▶ [Document]

——————

Thursday, April 16, 2009

I've been wondering…

Will I have more or less time after I have the baby?

Currently I work 40 hour weeks at Wells Fargo, and I teach at least four group exercise classes weekly. My excuse for not cooking dinner every night, having a not-so-clean apartment, avoiding "projects" like sewing, and getting further and further behind on scrap booking is:

"I don't have time right now. After I have the baby and am home all day (at least for a little while), I'll have time to do that."

Moms, am I living in a fantasy world? I've gotta know. Because if life's going to get crazier, I'd better make Matt some nice meals now and digital scrapbook as if my life depends on it.

(P.S. Blogger isn't allowing me to upload pictures lately, so sorry we're going picture-less lately. More interesting posts are coming whenever I can get pictures on here.)

11 comments:

Jamie said...

Haha you're funny. You have more time but then you don't because babies sleep a ton but you have to sleep when they sleep. But after the first month or so when you get a good routine down you'll have more time to do things. I'm excited for you.

VA Bradshaws said...

I agree with Jamie, babies sleep a lot. So if you get things done while they're sleeping then you have lots of time. However when they are first born you are so tired yourself you need some sleep. As they get older they sleep less and that gives you less time to get things done. But I think that you will have more time after the baby comes especially if you have a good baby and before your baby is mobile it's probably a lot easier to get things done while they are awake too, I don't know though because Karlee can't crawl or anything yet. Anyway...thats just my two cents. Take it for what it is worth to you.

Chrissy Jo said...

I think I have a skewed perception of what it's like to have a new baby because around the time Alec started being awake more during the day I was pregnant again (meaning I was sick or totally exhausted).

I don't know if you'll necessarily be less busy or more busy, just a different kind of busy... a busy that takes all of your emotional and mental energy. Once you recover from pregnancy you won't be physically tired, but I still found myself emotionally tired... but I still say don't plan on trying to keep a clean house and cook gourmet dinners for the first few months... or until your sweet little one knows how to entertain itself. :-)

Okay, my two cents are really long.... I'm so excited for you, Erin! Just a few more weeks until you find out if you're having a boy or girl, yes? I can't wait!

Melissa Voss said...

You will be sleeping with them until they start sleeping through the night. Then you can have the time when they're sleeping. Or if they will entertain themselves. I fix dinner but it's usually late because I can't usually get it fixed until Braden is in bed. But no worries...it is all way worth it! Being a mom is the BEST thing in the world!

Liz said...

Make no mistake: motherhood is all about sitting around, watching soaps (reading blogs), and eating chips. There is never any time to do anything else!

——————

▶ [Dataset excerpt]
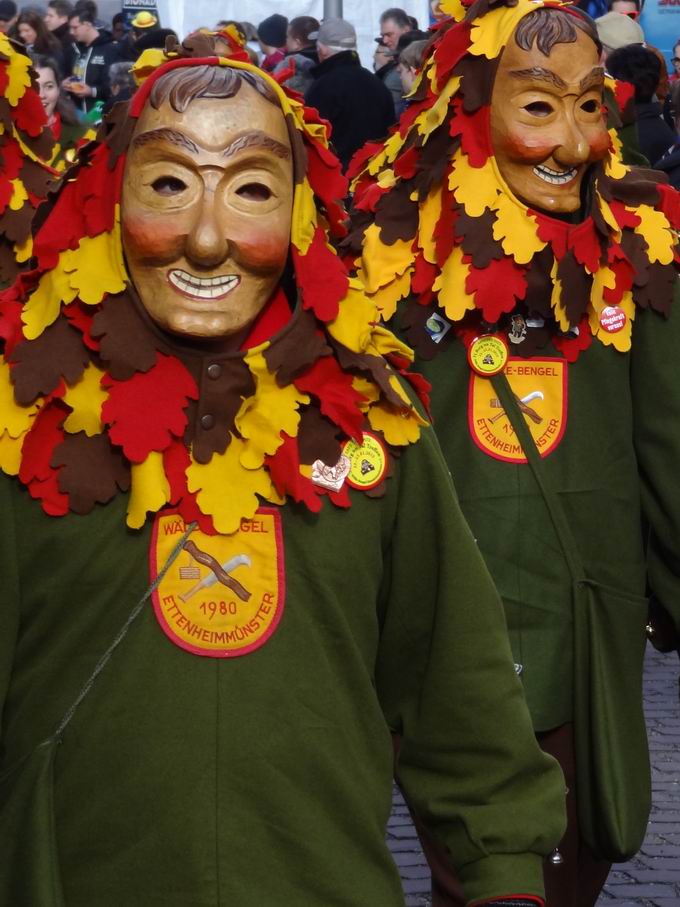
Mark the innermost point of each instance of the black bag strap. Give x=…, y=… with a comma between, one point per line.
x=553, y=504
x=118, y=639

——————

▶ [What you need to do] Say whether each statement agrees with the blog post, answering yes or no and quoting the words from the blog post that decide it. (a) The writer works 40-hour weeks at Wells Fargo. (b) The writer teaches two group exercise classes a week. (c) Blogger has been letting the writer upload pictures.

▶ [Finished task]
(a) Yes: "Currently I work 40 hour weeks at Wells Fargo"
(b) No: "I teach at least four group exercise classes weekly"
(c) No: "Blogger isn't allowing me to upload pictures lately"